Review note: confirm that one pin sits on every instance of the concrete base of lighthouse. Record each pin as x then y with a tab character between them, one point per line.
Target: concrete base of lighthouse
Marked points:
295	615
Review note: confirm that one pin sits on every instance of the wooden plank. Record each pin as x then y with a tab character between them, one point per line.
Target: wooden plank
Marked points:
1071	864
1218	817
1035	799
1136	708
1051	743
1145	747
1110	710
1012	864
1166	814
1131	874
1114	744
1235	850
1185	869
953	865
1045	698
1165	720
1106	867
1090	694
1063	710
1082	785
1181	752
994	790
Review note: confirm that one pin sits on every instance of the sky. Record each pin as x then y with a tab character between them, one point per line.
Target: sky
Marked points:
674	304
################
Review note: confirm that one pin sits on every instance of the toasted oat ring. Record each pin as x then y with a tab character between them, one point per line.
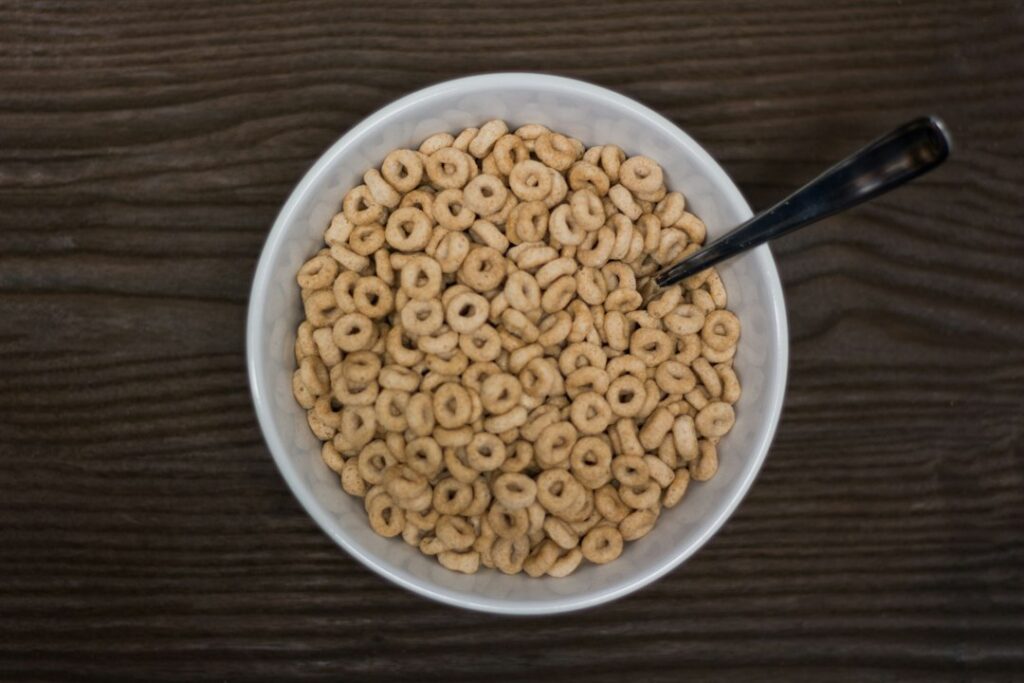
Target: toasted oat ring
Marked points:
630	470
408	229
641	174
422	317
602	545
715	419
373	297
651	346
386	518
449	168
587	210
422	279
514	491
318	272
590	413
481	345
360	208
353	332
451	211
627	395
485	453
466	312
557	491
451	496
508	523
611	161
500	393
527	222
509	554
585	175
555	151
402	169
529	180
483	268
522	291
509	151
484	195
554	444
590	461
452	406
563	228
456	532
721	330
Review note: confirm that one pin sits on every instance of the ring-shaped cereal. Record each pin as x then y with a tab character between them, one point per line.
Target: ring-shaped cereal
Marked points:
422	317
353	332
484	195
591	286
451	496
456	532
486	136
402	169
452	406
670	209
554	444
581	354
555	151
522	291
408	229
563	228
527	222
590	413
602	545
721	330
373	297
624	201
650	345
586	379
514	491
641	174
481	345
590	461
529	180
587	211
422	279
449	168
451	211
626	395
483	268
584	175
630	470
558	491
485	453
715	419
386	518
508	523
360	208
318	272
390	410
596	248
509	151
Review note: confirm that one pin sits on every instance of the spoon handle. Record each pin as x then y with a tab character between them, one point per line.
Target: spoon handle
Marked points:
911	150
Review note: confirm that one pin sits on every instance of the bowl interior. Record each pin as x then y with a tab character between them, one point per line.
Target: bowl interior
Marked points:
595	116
################
• [BRIEF]
Look above for the line with "of the concrete"; retype exactly that line, every line after it up to the line with "Target: wooden plank", and that line too, nothing else.

• [TASK RESULT]
Review note: confirm that one pin sits on every instance of the concrete base of lighthouse. Record each pin as x then y with a tab character between them, one point per line.
Target: concrete base of lighthouse
Marked points:
295	615
Review note: confirm that one pin sits on every instance of the wooden plank. Record each pin as x then y with a tab character between them, one point per line.
Target: wooden plank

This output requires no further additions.